Start of DATA SECTION

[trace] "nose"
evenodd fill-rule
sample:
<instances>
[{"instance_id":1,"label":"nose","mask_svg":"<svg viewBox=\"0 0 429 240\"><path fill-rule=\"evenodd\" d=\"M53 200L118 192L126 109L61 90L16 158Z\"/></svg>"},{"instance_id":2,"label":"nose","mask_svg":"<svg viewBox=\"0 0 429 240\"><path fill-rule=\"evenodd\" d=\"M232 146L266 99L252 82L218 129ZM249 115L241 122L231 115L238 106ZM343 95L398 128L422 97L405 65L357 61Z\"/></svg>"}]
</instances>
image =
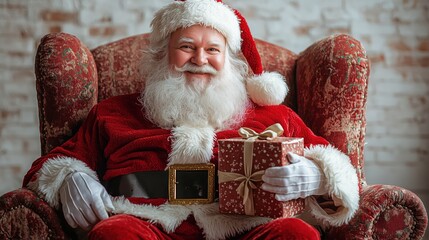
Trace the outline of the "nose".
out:
<instances>
[{"instance_id":1,"label":"nose","mask_svg":"<svg viewBox=\"0 0 429 240\"><path fill-rule=\"evenodd\" d=\"M191 59L192 63L198 66L202 66L208 63L207 55L204 49L198 48L194 52L194 56Z\"/></svg>"}]
</instances>

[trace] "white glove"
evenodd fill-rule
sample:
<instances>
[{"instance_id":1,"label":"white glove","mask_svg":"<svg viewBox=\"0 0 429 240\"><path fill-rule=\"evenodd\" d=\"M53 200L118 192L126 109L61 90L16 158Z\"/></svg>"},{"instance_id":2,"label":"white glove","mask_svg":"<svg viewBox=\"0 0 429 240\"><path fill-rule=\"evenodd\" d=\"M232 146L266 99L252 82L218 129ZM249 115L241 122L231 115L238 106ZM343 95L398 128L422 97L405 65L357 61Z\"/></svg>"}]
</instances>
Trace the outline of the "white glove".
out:
<instances>
[{"instance_id":1,"label":"white glove","mask_svg":"<svg viewBox=\"0 0 429 240\"><path fill-rule=\"evenodd\" d=\"M109 217L107 211L114 210L106 189L86 173L74 172L66 177L60 198L63 214L72 227L88 230L100 220Z\"/></svg>"},{"instance_id":2,"label":"white glove","mask_svg":"<svg viewBox=\"0 0 429 240\"><path fill-rule=\"evenodd\" d=\"M325 175L313 161L289 152L287 158L291 164L270 167L265 170L261 188L276 194L278 201L305 198L312 195L324 195Z\"/></svg>"}]
</instances>

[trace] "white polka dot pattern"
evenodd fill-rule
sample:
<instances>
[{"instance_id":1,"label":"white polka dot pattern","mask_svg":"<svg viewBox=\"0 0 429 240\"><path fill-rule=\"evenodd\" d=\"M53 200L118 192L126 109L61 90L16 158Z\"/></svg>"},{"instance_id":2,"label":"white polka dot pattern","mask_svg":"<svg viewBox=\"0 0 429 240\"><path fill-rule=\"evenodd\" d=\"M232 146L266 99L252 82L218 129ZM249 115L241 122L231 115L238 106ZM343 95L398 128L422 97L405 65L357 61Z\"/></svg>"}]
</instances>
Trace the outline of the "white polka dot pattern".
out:
<instances>
[{"instance_id":1,"label":"white polka dot pattern","mask_svg":"<svg viewBox=\"0 0 429 240\"><path fill-rule=\"evenodd\" d=\"M245 139L232 138L219 140L218 170L244 175L243 148ZM286 154L294 152L304 154L302 138L278 137L271 141L255 140L253 143L252 173L268 167L288 164ZM219 206L222 213L245 214L243 198L236 189L240 182L230 181L219 184ZM274 194L260 189L261 182L256 182L253 189L255 215L262 217L291 217L304 210L304 199L279 202Z\"/></svg>"}]
</instances>

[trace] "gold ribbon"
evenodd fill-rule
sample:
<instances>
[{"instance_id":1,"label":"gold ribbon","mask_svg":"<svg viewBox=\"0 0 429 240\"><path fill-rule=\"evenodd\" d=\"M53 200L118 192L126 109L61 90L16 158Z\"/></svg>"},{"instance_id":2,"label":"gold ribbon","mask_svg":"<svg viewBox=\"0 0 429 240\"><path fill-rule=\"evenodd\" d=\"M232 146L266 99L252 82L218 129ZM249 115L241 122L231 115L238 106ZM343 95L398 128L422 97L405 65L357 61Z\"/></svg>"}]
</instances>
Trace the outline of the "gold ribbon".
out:
<instances>
[{"instance_id":1,"label":"gold ribbon","mask_svg":"<svg viewBox=\"0 0 429 240\"><path fill-rule=\"evenodd\" d=\"M229 181L239 181L237 193L243 198L244 212L246 215L255 215L253 203L253 189L256 189L255 182L262 181L264 170L252 173L253 166L253 142L256 139L272 140L283 134L283 127L276 123L269 126L261 133L257 133L250 128L242 127L238 130L244 141L243 159L244 159L244 175L240 173L218 171L219 183Z\"/></svg>"},{"instance_id":2,"label":"gold ribbon","mask_svg":"<svg viewBox=\"0 0 429 240\"><path fill-rule=\"evenodd\" d=\"M253 129L242 127L238 130L238 134L244 139L253 138L262 139L262 140L273 140L274 138L281 136L283 134L283 127L279 123L273 124L267 127L261 133L255 132Z\"/></svg>"}]
</instances>

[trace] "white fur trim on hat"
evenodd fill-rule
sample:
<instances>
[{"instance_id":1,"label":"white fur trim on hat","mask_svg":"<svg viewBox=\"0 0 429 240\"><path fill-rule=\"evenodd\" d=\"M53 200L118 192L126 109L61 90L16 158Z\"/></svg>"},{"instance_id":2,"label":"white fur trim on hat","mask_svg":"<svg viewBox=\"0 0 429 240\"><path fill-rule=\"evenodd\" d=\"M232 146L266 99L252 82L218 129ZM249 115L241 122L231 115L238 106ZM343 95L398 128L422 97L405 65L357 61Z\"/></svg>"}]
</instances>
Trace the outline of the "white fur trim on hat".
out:
<instances>
[{"instance_id":1,"label":"white fur trim on hat","mask_svg":"<svg viewBox=\"0 0 429 240\"><path fill-rule=\"evenodd\" d=\"M174 1L161 8L151 22L151 42L160 42L177 29L196 24L216 29L234 52L240 50L239 21L230 7L215 0Z\"/></svg>"},{"instance_id":2,"label":"white fur trim on hat","mask_svg":"<svg viewBox=\"0 0 429 240\"><path fill-rule=\"evenodd\" d=\"M250 77L246 89L250 99L260 106L281 104L289 90L284 77L277 72Z\"/></svg>"}]
</instances>

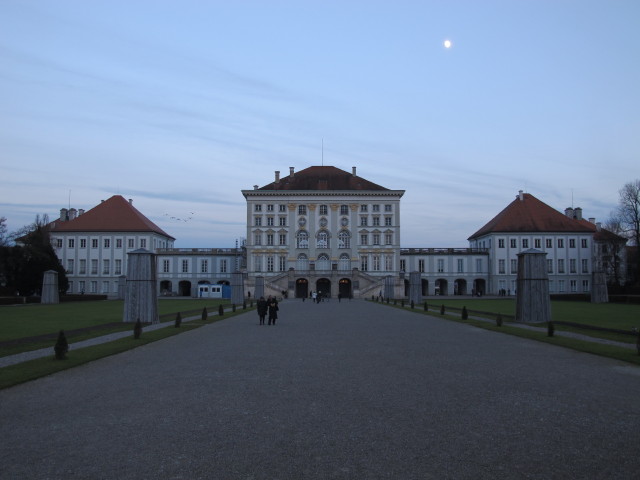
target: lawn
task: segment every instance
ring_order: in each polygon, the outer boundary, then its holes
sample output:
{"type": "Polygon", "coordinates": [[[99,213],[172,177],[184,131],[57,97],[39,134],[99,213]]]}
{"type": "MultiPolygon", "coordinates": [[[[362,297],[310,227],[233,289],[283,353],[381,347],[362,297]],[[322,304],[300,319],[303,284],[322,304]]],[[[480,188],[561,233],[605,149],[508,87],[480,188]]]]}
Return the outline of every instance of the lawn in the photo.
{"type": "MultiPolygon", "coordinates": [[[[178,312],[195,315],[203,308],[212,313],[218,305],[227,305],[228,300],[216,299],[160,299],[158,314],[161,321],[172,320],[178,312]],[[164,318],[163,318],[164,317],[164,318]]],[[[16,305],[0,307],[0,342],[24,339],[40,335],[57,335],[64,330],[67,340],[78,342],[108,333],[130,330],[129,324],[122,323],[124,302],[122,300],[103,300],[95,302],[68,302],[57,305],[16,305]],[[75,332],[87,329],[89,331],[75,332]]],[[[36,350],[51,346],[50,339],[20,342],[17,345],[5,344],[0,356],[36,350]]]]}

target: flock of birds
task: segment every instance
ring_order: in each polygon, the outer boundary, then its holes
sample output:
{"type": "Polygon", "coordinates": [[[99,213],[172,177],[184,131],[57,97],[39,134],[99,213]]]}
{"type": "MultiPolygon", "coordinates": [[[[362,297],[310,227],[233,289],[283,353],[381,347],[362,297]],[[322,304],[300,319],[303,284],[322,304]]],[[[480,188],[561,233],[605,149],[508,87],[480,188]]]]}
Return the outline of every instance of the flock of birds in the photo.
{"type": "Polygon", "coordinates": [[[193,212],[189,212],[190,216],[189,218],[179,218],[179,217],[173,217],[171,215],[169,215],[168,213],[165,213],[164,216],[165,217],[169,217],[169,220],[175,220],[176,222],[188,222],[189,220],[191,220],[193,218],[194,213],[193,212]]]}

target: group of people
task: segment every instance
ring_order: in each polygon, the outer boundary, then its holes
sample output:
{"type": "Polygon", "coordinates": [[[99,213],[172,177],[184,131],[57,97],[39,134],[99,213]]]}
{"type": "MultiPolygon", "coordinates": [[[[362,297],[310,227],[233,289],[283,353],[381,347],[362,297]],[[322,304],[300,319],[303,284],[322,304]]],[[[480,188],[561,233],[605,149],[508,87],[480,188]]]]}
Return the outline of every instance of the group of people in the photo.
{"type": "Polygon", "coordinates": [[[258,310],[258,317],[260,318],[260,325],[264,325],[264,319],[269,315],[269,325],[275,325],[278,319],[278,300],[276,297],[269,295],[265,300],[264,297],[260,297],[256,304],[258,310]]]}

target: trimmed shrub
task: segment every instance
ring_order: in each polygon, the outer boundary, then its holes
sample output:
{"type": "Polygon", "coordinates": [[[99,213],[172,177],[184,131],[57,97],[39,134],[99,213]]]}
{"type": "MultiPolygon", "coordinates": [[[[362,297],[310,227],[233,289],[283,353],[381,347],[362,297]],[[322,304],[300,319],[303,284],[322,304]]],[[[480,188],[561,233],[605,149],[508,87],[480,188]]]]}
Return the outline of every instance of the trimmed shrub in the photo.
{"type": "Polygon", "coordinates": [[[400,306],[401,306],[402,308],[404,308],[404,298],[403,298],[402,300],[400,300],[400,306]]]}
{"type": "Polygon", "coordinates": [[[496,325],[498,327],[502,326],[502,315],[498,314],[498,316],[496,317],[496,325]]]}
{"type": "Polygon", "coordinates": [[[397,304],[398,304],[398,301],[397,301],[395,298],[393,299],[393,304],[394,304],[394,305],[397,305],[397,304]]]}
{"type": "Polygon", "coordinates": [[[175,328],[179,328],[180,325],[182,324],[182,315],[180,315],[180,312],[178,312],[178,314],[176,315],[176,323],[175,323],[175,328]]]}
{"type": "Polygon", "coordinates": [[[389,305],[389,297],[387,297],[387,305],[389,305]]]}
{"type": "Polygon", "coordinates": [[[411,310],[413,310],[415,308],[416,304],[413,303],[413,300],[411,300],[411,310]]]}
{"type": "Polygon", "coordinates": [[[56,354],[56,360],[65,360],[67,358],[69,343],[67,342],[67,337],[65,337],[62,330],[60,330],[60,333],[58,334],[58,340],[53,347],[53,351],[56,354]]]}
{"type": "Polygon", "coordinates": [[[231,311],[232,311],[232,312],[235,312],[235,311],[236,311],[236,304],[235,304],[235,303],[231,305],[231,311]]]}
{"type": "Polygon", "coordinates": [[[209,312],[207,312],[207,307],[204,307],[202,309],[202,321],[206,322],[208,316],[209,316],[209,312]]]}
{"type": "Polygon", "coordinates": [[[553,322],[548,322],[547,323],[547,336],[548,337],[553,337],[553,334],[556,331],[556,327],[553,325],[553,322]]]}
{"type": "Polygon", "coordinates": [[[440,315],[444,315],[444,305],[440,305],[440,315]]]}
{"type": "Polygon", "coordinates": [[[136,324],[133,326],[133,338],[138,340],[142,335],[142,323],[140,323],[140,318],[136,321],[136,324]]]}
{"type": "Polygon", "coordinates": [[[638,332],[638,340],[636,340],[636,349],[638,350],[638,355],[640,355],[640,332],[638,332]]]}
{"type": "Polygon", "coordinates": [[[218,315],[221,317],[224,315],[224,308],[222,308],[222,304],[218,305],[218,315]]]}
{"type": "Polygon", "coordinates": [[[462,320],[466,320],[467,318],[469,318],[469,312],[467,312],[467,307],[462,307],[461,317],[462,317],[462,320]]]}
{"type": "Polygon", "coordinates": [[[243,310],[247,309],[247,301],[246,300],[244,302],[242,302],[242,309],[243,310]]]}
{"type": "Polygon", "coordinates": [[[424,302],[424,311],[425,312],[429,311],[429,305],[427,304],[427,302],[424,302]]]}
{"type": "Polygon", "coordinates": [[[372,302],[375,302],[375,300],[376,300],[375,295],[371,295],[371,301],[372,301],[372,302]]]}

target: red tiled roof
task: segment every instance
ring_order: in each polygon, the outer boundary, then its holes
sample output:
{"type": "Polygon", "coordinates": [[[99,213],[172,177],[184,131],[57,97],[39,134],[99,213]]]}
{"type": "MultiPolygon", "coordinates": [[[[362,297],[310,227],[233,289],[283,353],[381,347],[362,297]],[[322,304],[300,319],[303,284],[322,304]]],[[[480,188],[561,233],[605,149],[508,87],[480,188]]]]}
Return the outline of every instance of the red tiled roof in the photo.
{"type": "Polygon", "coordinates": [[[336,167],[308,167],[259,190],[389,190],[336,167]]]}
{"type": "Polygon", "coordinates": [[[66,222],[51,222],[52,232],[154,232],[175,240],[121,195],[114,195],[66,222]]]}
{"type": "Polygon", "coordinates": [[[600,227],[600,230],[598,230],[598,227],[589,222],[588,220],[585,220],[584,218],[581,218],[580,220],[576,220],[577,222],[580,222],[580,224],[584,225],[585,227],[591,229],[591,231],[593,232],[593,238],[596,241],[599,242],[620,242],[620,243],[626,243],[627,239],[624,237],[621,237],[620,235],[613,233],[609,230],[606,230],[602,227],[600,227]]]}
{"type": "MultiPolygon", "coordinates": [[[[589,222],[587,222],[589,223],[589,222]]],[[[522,194],[493,217],[484,227],[471,235],[468,240],[482,237],[489,233],[524,233],[524,232],[572,232],[593,233],[593,228],[541,202],[530,193],[522,194]]]]}

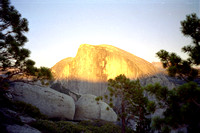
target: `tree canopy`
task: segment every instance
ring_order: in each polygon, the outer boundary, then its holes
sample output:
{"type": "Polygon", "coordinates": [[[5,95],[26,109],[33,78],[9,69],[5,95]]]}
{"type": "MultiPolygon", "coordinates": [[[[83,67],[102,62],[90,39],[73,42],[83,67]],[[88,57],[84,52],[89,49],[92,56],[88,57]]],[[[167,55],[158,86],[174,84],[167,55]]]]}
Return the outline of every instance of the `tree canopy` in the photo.
{"type": "Polygon", "coordinates": [[[186,16],[186,20],[181,21],[181,31],[186,37],[193,40],[194,45],[187,45],[182,51],[189,55],[188,61],[194,65],[200,64],[200,19],[196,14],[186,16]]]}
{"type": "Polygon", "coordinates": [[[156,55],[160,58],[163,67],[167,69],[169,76],[178,76],[188,81],[198,75],[198,71],[191,66],[191,62],[181,59],[176,53],[160,50],[156,55]]]}
{"type": "Polygon", "coordinates": [[[21,18],[8,0],[1,0],[0,6],[0,65],[3,69],[23,68],[30,55],[30,51],[23,48],[28,41],[24,35],[29,30],[28,21],[21,18]]]}
{"type": "Polygon", "coordinates": [[[183,127],[191,133],[200,130],[200,88],[196,83],[188,82],[172,90],[157,83],[145,90],[159,101],[158,108],[164,109],[164,117],[153,118],[153,128],[161,132],[183,127]]]}

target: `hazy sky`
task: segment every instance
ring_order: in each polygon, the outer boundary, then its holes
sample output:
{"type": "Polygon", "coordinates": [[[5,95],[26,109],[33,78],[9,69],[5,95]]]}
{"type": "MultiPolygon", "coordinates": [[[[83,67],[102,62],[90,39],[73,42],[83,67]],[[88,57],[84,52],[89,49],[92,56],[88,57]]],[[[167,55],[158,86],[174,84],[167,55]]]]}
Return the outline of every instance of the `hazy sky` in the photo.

End of DATA SECTION

*YOUR OBJECTIVE*
Go line by line through the data above and report each one that holds the string "target".

*EXERCISE SOLUTION*
target: lawn
target: flock of birds
target: group of people
target: trimmed shrub
target: red tiled roof
target: `tree canopy`
target: `hazy sky`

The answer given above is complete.